**Цитируемый отрывок**
Действительно, роль цитат и реминисценций в шизотипическом осколочном мышлении людей конца XX в. огромна (вероятно, она была также очень большой и в эпоху Серебряного века, судя по художественным текстам; да, наверное, и в пушкинскую эпоху тоже; да, наверно, и всегда в культуре). Мы в детстве все время обменивались цитатами из любимых фильмов – «Бриллиантовой руки», «Кавказской пленницы, «Двенадцати стульев», «Белого солнца пустыни», «Семнадцати мгновений весны». Например, когда кто-то делал нечто неловкое и ему это ставили в вину, он спрашивал: «А часовню тоже я развалил?» Большую роль в пополнении цитатного запаса сыграла появившаяся после перестройки телереклама. Она не рекламировала товары – товаров просто не существовало, – она рассказывала истории, удовлетворяя нарративный голод. Реклама выполняла функцию отсутствующей массовой нарративной культуры и фольклора. Ее смотрели, как когда-то смотрели интермедии в старинном балете. Люди, которые, с одной стороны, не знали, чем они завтра будут кормить детей, а с другой стороны, привыкшие слушать бесконечные речи Брежнева и отчасти Горбачева, лишь изредка, раз в два года (в начале 1990-х) перебиваемые достаточно увлекательными политическими спектаклями, шедшими в прямом эфире, были приятно удивлены, когда на них обрушились и постепенно стали частью их телевизионного быта забавные анекдоты про графа Суворова и Петра I (Российская история – банк «Империал»), а затем про удачливых Галину Ивановну и Леню Голубкова.
В любом сообщении есть денотат и сигнификат, то, о чем говорится, и то, как об этом говорится. В любой обычной рекламе эти два аспекта знакообразования неразрывно связаны. От того, как сказано об этом, зависит, купят ли это. В русской телерекламе сигнификат резко превышает денотат, как подавляет что. История рассказывается не для того, чтобы купили, а для того, чтобы было забавно смотреть.

**Данные**
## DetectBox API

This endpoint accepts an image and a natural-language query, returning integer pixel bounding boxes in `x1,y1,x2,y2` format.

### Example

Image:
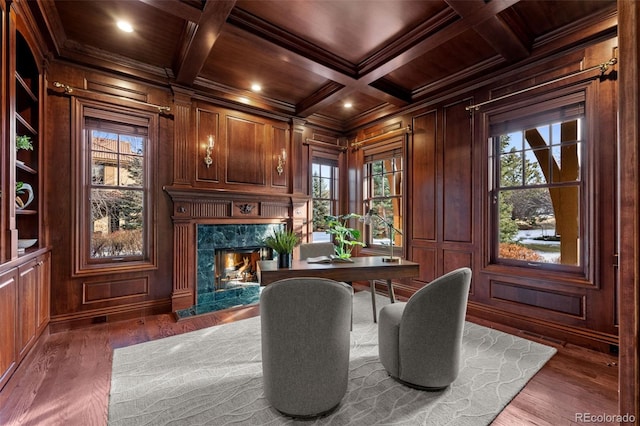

**Задание A**
Какую функцию, согласно отрывку о телерекламе, выполняла реклама?
**Задание B**
Повторите из отрывка о телерекламе всё, начиная со слов «В любом сообщении» и вплоть до слов «было забавно смотреть.».
**Задание C**
Подхватите отрывок о телерекламе и продолжите его после последнего предложения.

**Поле ответа A**
Функцию отсутствующей массовой нарративной культуры и фольклора.

**Поле ответа B**
В любом сообщении есть денотат и сигнификат, то, о чем говорится, и то, как об этом говорится. В любой обычной рекламе эти два аспекта знакообразования неразрывно связаны. От того, как сказано об этом, зависит, купят ли это. В русской телерекламе сигнификат резко превышает денотат, как подавляет что. История рассказывается не для того, чтобы купили, а для того, чтобы было забавно смотреть.

**Поле ответа C**
Это была в принципе ситуация нездоровая, невротическая. Лакан в свое время сформулировал закон, в соответствии с которым преобладание в сообщении как над что (означающего над означаемым) является признаком симптоматической, нездоровой речи[85]. Если человек ясно и четко высказывает свою мысль, то это признак душевного здоровья, если же он мямлит, или чересчур многословен, или, наоборот, не может связать двух слов, мнется и запинается, то это первый признак душевного неблагополучия, признак того, что, как говорил один доктор, его «пора класть». Многословная, велеречивая русская реклама, с длинными затейливыми сюжетами, когда смотреть интересно, но порой просто невозможно понять, что, собственно, здесь рекламируется – это и есть признак невротической ситуации. Говорение и показ прикрывают «симптом» – в данном случае отсутствие того, о чем говорится и что показывается.
Функция нормальной рекламы, как считал Бодрийяр, состоит в том, что она должна соблазнять на покупку. Речь должна провоцировать действие: рекламщики рекламируют – обыватели покупают.
У нас было не так и остается совершенно не так. Наш принцип, сформулированный современным российским рекламным критиком, звучал следующим образом: «Реклама – все, продукт – ничто»[86].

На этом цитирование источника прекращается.